**The problem**:
Show every line in the records below that contains the string "Task", copying each line in full. Match case exactly.

====== Data rows ======

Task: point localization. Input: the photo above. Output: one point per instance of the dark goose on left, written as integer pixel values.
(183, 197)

======
====== Data rows ======

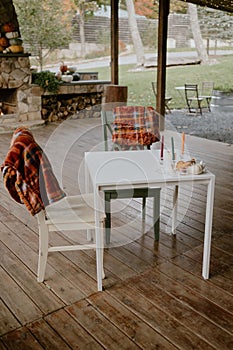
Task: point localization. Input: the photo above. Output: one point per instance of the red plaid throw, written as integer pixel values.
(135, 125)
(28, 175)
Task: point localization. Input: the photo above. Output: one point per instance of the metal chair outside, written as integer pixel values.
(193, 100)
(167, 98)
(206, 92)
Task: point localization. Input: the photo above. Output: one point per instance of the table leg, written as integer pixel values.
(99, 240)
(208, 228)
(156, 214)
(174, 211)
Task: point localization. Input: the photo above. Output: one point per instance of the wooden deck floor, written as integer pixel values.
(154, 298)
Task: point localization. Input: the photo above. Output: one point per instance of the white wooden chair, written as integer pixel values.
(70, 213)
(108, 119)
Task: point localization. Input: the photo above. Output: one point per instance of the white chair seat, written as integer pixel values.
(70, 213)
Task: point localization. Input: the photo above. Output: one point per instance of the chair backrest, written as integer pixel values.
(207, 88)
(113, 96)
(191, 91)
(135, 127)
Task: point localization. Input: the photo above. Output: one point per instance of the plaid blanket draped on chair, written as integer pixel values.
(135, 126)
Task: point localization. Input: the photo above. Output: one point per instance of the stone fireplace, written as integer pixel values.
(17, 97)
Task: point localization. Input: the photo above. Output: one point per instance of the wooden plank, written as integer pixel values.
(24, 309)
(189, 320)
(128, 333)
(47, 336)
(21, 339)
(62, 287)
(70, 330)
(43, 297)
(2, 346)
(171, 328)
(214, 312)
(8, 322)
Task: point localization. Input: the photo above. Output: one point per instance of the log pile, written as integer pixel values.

======

**Worked solution**:
Task: point localization. Input: the photo above. Output: one point per instance of the dark goose on left, written as integer pixel values.
Task: point localization. Input: the photo above. Output: one point per instance of the red plaid throw, written as integer pixel values.
Task: point localization. Input: the photo above. Output: one point per instance of the metal chair outside, written as integer pixel values.
Task: point localization. Input: the photo above. Output: one point per instance of the table leg, written as integer pixel values.
Task: point localization. Input: the photo above. Output: one point per instance of the wooden deck floor, written as integer pixel values.
Task: point localization. Input: the photo above. Output: one point per instance of the white wooden chair, written as integer pixel values.
Task: point localization. Input: the photo above. Output: one point per instance of the white chair seat, written as integer pixel values.
Task: point localization. Input: the photo above. Output: one point per instance of the chair backrest, written as integer pixel values.
Task: point localization. Input: the photo above. Output: one point per instance of the plaid blanket draped on chair, written as integer pixel values.
Task: point localization. Input: the photo above. Output: one point per instance of the stone fireplace, written as integer pixel values.
Task: point localization. Input: the photo above. Output: one point per instance of the wooden plank, written as integer pixel values.
Task: point localization. Input: the photo above. Output: one point per instance of the log pile, written as integer pixel values.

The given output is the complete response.